* [How to complete this task]: Write out exactly the lines that run from the one containing "Query: stone tower" to the end of the entries below, with both end lines included.

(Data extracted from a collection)
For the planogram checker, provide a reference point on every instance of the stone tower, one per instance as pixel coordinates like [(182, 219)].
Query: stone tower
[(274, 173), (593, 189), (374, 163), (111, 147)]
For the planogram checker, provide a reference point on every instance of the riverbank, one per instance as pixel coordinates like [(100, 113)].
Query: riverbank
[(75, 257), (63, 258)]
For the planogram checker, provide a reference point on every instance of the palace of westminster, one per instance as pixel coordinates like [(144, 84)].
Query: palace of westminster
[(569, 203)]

* [Exercise solution]:
Query: stone tower
[(274, 173), (593, 189), (374, 163), (111, 147)]
For the planogram checker, provide a reference point on every instance of the riverbank, one per instance as pixel coordinates like [(100, 113)].
Query: riverbank
[(75, 257), (63, 258)]
For the planogram checker, provide a reference point on every instance of the palace of westminster, one per instance as pixel coordinates like [(144, 84)].
Query: palace of westminster
[(569, 203)]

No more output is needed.